** Data shown **

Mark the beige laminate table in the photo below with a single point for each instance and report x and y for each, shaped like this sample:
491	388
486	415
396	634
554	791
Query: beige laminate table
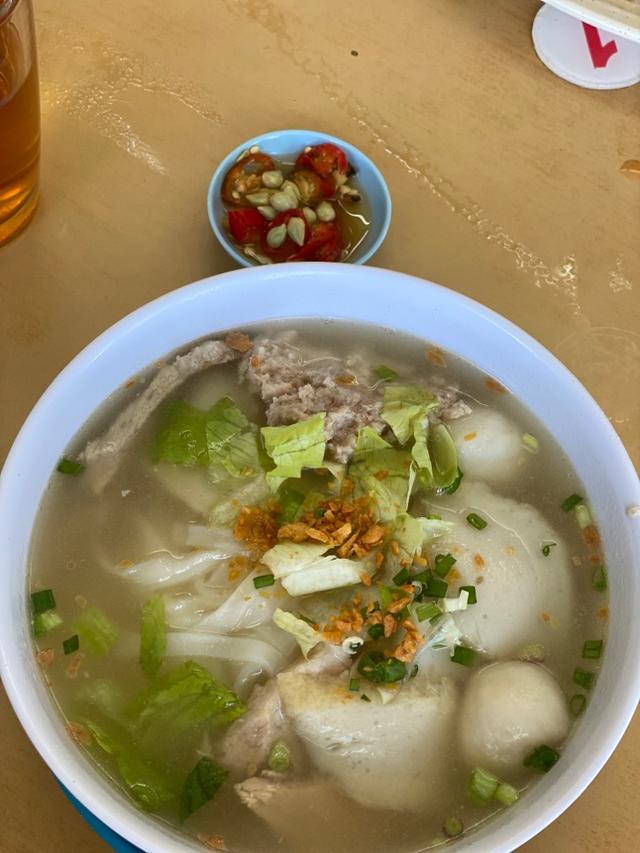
507	186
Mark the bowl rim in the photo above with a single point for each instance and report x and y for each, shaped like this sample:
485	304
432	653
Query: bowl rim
267	285
353	154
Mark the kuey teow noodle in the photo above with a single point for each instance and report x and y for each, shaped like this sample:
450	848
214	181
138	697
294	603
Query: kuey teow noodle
318	586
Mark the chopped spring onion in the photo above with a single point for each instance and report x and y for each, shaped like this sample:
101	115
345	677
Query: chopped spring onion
599	579
387	374
453	487
95	630
352	645
506	794
376	632
71	645
436	588
473	598
463	655
386	596
403	576
569	503
444	564
577	704
483	785
263	580
532	652
452	605
429	611
476	521
279	757
592	648
542	758
452	827
45	622
583	678
42	600
583	515
69	466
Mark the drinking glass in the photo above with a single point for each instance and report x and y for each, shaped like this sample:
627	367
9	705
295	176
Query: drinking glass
19	118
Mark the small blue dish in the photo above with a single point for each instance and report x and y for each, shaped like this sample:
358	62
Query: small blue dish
286	145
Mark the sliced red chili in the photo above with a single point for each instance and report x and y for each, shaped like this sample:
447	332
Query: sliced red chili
244	177
246	225
324	159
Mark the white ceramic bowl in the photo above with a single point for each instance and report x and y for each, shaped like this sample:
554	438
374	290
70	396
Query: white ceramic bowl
371	296
284	145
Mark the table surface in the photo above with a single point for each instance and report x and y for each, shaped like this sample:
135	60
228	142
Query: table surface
507	186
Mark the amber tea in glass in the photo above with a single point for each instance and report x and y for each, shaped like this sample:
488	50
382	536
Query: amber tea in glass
19	118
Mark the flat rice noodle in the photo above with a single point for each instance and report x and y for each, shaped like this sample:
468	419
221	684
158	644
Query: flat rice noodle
164	570
246	608
266	657
523	596
189	486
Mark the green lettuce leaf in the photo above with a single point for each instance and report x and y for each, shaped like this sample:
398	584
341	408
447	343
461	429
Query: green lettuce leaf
383	471
294	447
153	635
221	437
181	438
184	701
444	456
288	557
232	441
150	787
412	533
201	786
420	453
95	631
403	404
306	637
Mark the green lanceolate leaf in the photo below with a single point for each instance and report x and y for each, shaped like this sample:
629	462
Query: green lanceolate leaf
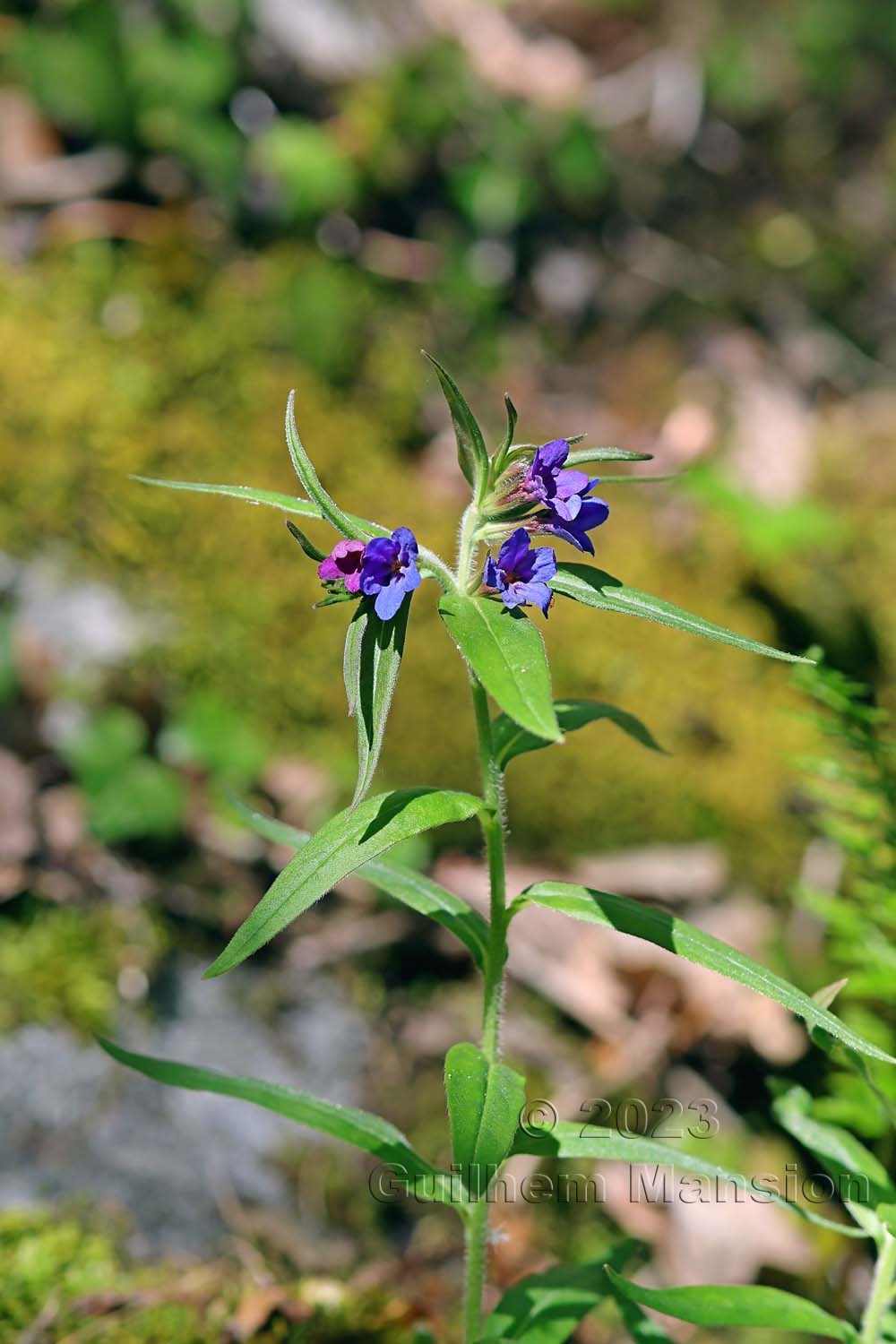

** Given request **
Rewrite the lines from the one containing "Mark the green lettuce" through the end of the lines, with each request included unchanged. Multiply every point coordinate in the answers by 1.9 and round to whole numbers, with halves rounding up, but leave the numbers in the requests and their format samples unchanged. Omit the pictures from your output.

** Task solution **
Mark the green lettuce leaf in the photo above with a single point for each instance and report x and y for each, shaped like this sample:
398	584
341	408
447	343
461	429
Query: green lettuce leaf
728	895
559	849
291	1207
420	830
344	832
350	1332
844	866
547	1058
441	838
285	1495
783	1013
382	1493
798	861
181	1199
766	768
581	1210
Mark the green lanceolate leaf in the photo below with a single point for each instance and report x and y for each, shaped like this sample:
629	462
Query: green lanceolate leaf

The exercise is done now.